▶ _PROVIDED PASSAGE_
* * * * * * *

Finetuning GoldenRetriever

GoldenRetriever may be finetuned using the finetuning script. The script leverages on triplet generators subpackage as well as a triplet loss function.

Sample usage:

python -m src.finetune.main

Evaluation methods

Functions to evaluate model These includes metrics and other utility functions

src.finetune.eval.eval_model(model, df, test_dict)

Evalutate golden retriever object

Parameters:
  • model (GoldenRetriever's Model class object) – GoldenRetriever’s Model class object
  • df (pd.DataFrame) – Contains the query response pairs
  • test_dict (dict) – Contains the indices of train test pairs
Return overall_eval:
 

pd.DataFrame that contains the metrics

Return eval_dict:
 

dict of the same metrics

src.finetune.eval.get_eval_dict(ranks)

Score the predicted ranks according to various metricss

Parameters:ranks (list) – predicted ranks of the correct responses
Returns:dict that contains the metrics and their respective keys
src.finetune.eval.mrr(ranks)

Calculate mean reciprocal rank Function taken from: https://github.com/google/retrieval-qa-eval/blob/master/squad_eval.py

Parameters:ranks (list) – predicted ranks of the correct responses
Returns:float value containing the MRR
src.finetune.eval.recall_at_n(ranks, n=3)

Calculate recall @ N Function taken from: https://github.com/google/retrieval-qa-eval/blob/master/squad_eval.py

Parameters:ranks (list) – predicted ranks of the correct responses
Returns:float value containing the Recall@N

Finetuning Triplet Generators

TRIPLET GENERATORS: Functions to generate training triplets for triplet loss to finetune GR

src.finetune.generators.gen(query, response, neg_response, CONFIG, shuffle_data=False)

Create a generator that of queries, responses and negative responses.

src.finetune.generators.hard_triplet_generator(df, train_dict, model, CONFIG)

Returns a generator that gives batches of training triplets

src.finetune.generators.random_triplet_generator(df, train_dict, CONFIG)

Returns a generator that gives batches of training triplets

* * * * * * *

▶ _DATA SHOWN_

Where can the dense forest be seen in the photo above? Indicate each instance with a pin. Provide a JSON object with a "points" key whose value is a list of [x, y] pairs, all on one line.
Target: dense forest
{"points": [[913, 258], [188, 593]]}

* * * * * * *

▶ _GOALS_
1/ Answer these questions from the GoldenRetriever finetuning page, one per line:
(a) What two things does the finetuning script leverage?
(b) What is the default value of n in recall_at_n?
(c) Which parameters does random_triplet_generator take?
2/ Summarize the GoldenRetriever finetuning page in two sentences.

▶ _EXERCISE SOLUTIONS_
1/
(a) The triplet generators subpackage and a triplet loss function.
(b) 3.
(c) df, train_dict and CONFIG.

2/ GoldenRetriever can be finetuned with a script, run as "python -m src.finetune.main", that uses a triplet generators subpackage and a triplet loss function. Evaluation functions score a model on query-response pairs using metrics computed from predicted ranks, such as mean reciprocal rank and recall at N, while generator functions return batches of training triplets.